* PROBLEM TO WORK ON:
Please write out the stretch from the start of the records through the line containing "output: a Python", swapping "tuples" for "pairs" and keeping everything else unchanged.

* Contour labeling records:
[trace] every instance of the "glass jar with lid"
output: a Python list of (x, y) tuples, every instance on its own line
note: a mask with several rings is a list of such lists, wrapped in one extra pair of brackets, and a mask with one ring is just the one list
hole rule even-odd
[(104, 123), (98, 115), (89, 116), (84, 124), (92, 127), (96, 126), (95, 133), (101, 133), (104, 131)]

* RESULT OF THE EXERCISE:
[trace] every instance of the "glass jar with lid"
output: a Python list of (x, y) pairs, every instance on its own line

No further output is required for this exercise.